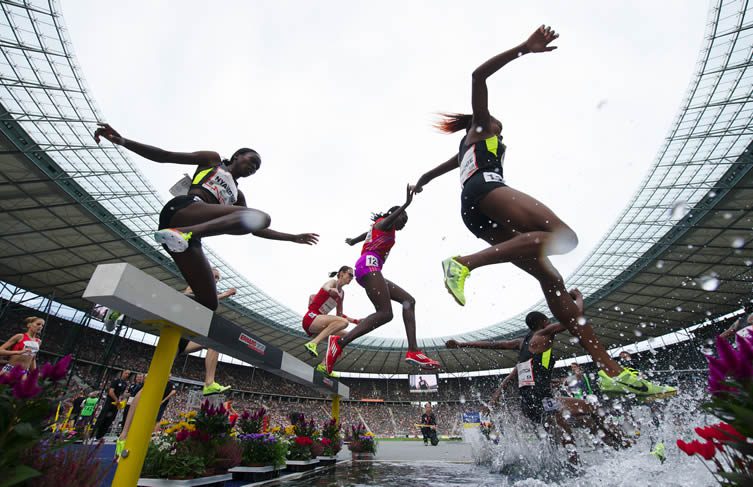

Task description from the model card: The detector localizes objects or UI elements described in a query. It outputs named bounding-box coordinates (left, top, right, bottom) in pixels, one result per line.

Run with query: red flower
left=295, top=436, right=314, bottom=446
left=677, top=440, right=716, bottom=460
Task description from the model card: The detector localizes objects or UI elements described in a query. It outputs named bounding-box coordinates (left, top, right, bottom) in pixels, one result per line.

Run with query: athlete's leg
left=455, top=187, right=578, bottom=270
left=387, top=280, right=418, bottom=352
left=309, top=315, right=348, bottom=344
left=170, top=246, right=219, bottom=311
left=482, top=226, right=622, bottom=377
left=340, top=271, right=393, bottom=347
left=170, top=202, right=271, bottom=238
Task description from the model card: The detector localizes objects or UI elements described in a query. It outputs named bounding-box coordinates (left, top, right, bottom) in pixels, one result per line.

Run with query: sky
left=61, top=0, right=709, bottom=338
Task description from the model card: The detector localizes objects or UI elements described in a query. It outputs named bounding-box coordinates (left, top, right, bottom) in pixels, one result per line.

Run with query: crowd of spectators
left=0, top=300, right=716, bottom=437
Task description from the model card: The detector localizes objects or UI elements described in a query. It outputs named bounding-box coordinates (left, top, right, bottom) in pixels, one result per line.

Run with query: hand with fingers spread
left=293, top=233, right=319, bottom=245
left=526, top=25, right=560, bottom=52
left=94, top=123, right=125, bottom=145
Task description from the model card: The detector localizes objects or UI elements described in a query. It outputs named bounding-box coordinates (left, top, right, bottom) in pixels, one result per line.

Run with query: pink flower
left=0, top=365, right=26, bottom=385
left=13, top=369, right=42, bottom=399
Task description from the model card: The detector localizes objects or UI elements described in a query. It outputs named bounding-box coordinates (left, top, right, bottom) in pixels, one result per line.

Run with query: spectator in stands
left=719, top=303, right=753, bottom=340
left=94, top=370, right=131, bottom=439
left=120, top=374, right=144, bottom=430
left=0, top=316, right=44, bottom=374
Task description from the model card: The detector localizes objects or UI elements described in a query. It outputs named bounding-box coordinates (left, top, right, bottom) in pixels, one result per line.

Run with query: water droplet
left=698, top=274, right=720, bottom=291
left=669, top=201, right=690, bottom=220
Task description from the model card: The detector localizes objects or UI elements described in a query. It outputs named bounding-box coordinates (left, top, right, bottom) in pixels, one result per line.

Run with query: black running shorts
left=460, top=170, right=507, bottom=238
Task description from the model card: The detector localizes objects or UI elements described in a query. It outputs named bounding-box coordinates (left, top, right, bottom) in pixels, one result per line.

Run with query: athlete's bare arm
left=375, top=185, right=413, bottom=230
left=411, top=154, right=460, bottom=193
left=94, top=123, right=222, bottom=166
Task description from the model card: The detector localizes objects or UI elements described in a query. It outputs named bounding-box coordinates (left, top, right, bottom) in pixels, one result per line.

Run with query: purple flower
left=13, top=369, right=42, bottom=399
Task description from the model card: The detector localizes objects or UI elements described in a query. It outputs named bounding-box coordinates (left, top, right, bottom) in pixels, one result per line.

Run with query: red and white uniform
left=302, top=288, right=345, bottom=336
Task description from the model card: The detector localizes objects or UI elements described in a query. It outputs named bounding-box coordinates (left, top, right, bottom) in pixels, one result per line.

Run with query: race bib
left=517, top=360, right=536, bottom=387
left=541, top=397, right=562, bottom=413
left=460, top=146, right=478, bottom=185
left=484, top=172, right=505, bottom=183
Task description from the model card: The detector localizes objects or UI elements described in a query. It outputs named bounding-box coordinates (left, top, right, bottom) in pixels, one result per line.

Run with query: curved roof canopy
left=0, top=0, right=753, bottom=373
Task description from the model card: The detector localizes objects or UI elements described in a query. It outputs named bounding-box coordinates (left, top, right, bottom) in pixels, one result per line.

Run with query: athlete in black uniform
left=446, top=289, right=629, bottom=463
left=413, top=25, right=672, bottom=395
left=94, top=124, right=319, bottom=311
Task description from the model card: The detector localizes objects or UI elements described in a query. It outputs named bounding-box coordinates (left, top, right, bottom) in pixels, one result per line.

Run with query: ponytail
left=433, top=113, right=473, bottom=134
left=222, top=147, right=261, bottom=169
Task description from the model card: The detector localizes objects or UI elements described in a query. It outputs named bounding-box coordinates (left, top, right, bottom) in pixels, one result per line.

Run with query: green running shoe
left=316, top=364, right=340, bottom=379
left=154, top=228, right=193, bottom=254
left=651, top=441, right=667, bottom=463
left=599, top=367, right=677, bottom=396
left=115, top=440, right=125, bottom=457
left=442, top=257, right=471, bottom=306
left=203, top=382, right=230, bottom=396
left=304, top=342, right=319, bottom=357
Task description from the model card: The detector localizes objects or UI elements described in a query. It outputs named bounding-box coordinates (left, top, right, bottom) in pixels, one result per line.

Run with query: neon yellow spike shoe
left=599, top=367, right=677, bottom=396
left=442, top=257, right=471, bottom=306
left=316, top=364, right=340, bottom=379
left=115, top=440, right=125, bottom=458
left=154, top=228, right=193, bottom=254
left=651, top=441, right=667, bottom=463
left=303, top=342, right=319, bottom=357
left=203, top=382, right=230, bottom=396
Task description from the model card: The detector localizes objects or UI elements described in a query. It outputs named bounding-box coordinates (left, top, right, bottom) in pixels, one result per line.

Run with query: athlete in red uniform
left=302, top=265, right=359, bottom=373
left=0, top=316, right=44, bottom=374
left=324, top=187, right=439, bottom=373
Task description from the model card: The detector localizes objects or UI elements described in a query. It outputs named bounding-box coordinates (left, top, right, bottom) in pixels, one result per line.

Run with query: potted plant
left=313, top=418, right=343, bottom=465
left=138, top=401, right=242, bottom=486
left=348, top=423, right=377, bottom=460
left=286, top=414, right=319, bottom=472
left=0, top=355, right=109, bottom=487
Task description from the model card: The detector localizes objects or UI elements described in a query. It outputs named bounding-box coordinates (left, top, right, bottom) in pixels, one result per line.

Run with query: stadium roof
left=0, top=0, right=753, bottom=373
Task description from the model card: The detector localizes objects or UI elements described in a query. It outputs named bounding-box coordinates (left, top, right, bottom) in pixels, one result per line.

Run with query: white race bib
left=484, top=172, right=505, bottom=183
left=460, top=146, right=478, bottom=185
left=517, top=359, right=536, bottom=387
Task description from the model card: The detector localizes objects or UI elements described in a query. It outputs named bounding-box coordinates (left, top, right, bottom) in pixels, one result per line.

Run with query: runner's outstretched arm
left=345, top=232, right=367, bottom=246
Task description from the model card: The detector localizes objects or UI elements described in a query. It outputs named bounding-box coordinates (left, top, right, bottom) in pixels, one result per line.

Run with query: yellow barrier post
left=112, top=322, right=181, bottom=487
left=332, top=394, right=340, bottom=424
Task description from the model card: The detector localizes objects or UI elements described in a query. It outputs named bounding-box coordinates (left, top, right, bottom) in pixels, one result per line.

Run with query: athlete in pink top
left=0, top=316, right=44, bottom=374
left=301, top=265, right=359, bottom=373
left=324, top=187, right=439, bottom=373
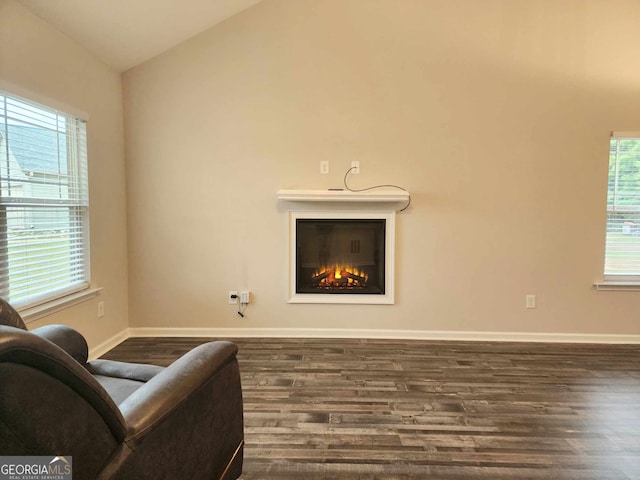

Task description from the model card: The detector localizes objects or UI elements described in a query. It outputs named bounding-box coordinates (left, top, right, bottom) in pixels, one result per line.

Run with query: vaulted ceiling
left=17, top=0, right=261, bottom=71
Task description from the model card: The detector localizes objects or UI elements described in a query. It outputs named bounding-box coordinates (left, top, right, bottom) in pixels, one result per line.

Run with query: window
left=0, top=91, right=89, bottom=308
left=604, top=132, right=640, bottom=281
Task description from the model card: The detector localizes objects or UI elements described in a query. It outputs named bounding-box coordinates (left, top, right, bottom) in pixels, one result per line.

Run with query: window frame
left=0, top=89, right=91, bottom=312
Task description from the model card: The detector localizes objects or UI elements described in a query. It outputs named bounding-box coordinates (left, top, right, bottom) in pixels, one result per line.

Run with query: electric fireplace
left=290, top=211, right=394, bottom=303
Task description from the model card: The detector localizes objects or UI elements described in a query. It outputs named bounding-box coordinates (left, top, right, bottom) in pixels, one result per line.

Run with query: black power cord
left=343, top=167, right=411, bottom=212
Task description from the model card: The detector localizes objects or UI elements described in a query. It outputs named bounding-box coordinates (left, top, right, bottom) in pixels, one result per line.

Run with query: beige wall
left=0, top=0, right=128, bottom=348
left=124, top=0, right=640, bottom=335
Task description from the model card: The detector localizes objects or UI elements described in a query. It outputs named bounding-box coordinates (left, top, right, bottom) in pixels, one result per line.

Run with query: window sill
left=594, top=280, right=640, bottom=292
left=18, top=287, right=102, bottom=323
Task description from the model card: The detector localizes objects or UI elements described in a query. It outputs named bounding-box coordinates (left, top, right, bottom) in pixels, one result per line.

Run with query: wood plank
left=103, top=338, right=640, bottom=480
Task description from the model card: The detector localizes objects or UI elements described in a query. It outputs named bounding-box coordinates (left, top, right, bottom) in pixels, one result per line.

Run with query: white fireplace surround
left=278, top=190, right=409, bottom=305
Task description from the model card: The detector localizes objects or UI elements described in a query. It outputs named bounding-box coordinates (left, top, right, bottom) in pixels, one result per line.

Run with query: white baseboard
left=124, top=328, right=640, bottom=344
left=89, top=328, right=131, bottom=360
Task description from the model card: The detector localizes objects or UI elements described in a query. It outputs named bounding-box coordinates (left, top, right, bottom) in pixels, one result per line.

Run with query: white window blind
left=0, top=91, right=89, bottom=307
left=604, top=132, right=640, bottom=281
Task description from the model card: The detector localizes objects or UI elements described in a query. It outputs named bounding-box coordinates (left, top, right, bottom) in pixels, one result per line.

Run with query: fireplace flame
left=311, top=265, right=369, bottom=289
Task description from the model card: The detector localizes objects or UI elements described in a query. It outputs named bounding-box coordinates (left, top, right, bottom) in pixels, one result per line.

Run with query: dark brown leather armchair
left=0, top=301, right=244, bottom=480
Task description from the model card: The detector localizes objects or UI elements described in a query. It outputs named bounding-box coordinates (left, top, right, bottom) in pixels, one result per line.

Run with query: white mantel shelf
left=278, top=190, right=409, bottom=203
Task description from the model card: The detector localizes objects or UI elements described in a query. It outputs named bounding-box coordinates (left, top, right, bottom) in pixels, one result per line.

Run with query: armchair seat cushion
left=0, top=301, right=244, bottom=480
left=86, top=360, right=164, bottom=405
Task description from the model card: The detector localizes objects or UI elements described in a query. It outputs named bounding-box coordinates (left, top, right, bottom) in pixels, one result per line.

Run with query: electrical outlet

PROBLEM DETAILS: Find each line above that contains the word "black" and copy those lines out in full.

RESPONSE:
Run with query: black running shorts
Run with query: athlete in black uniform
Run with query: black power cord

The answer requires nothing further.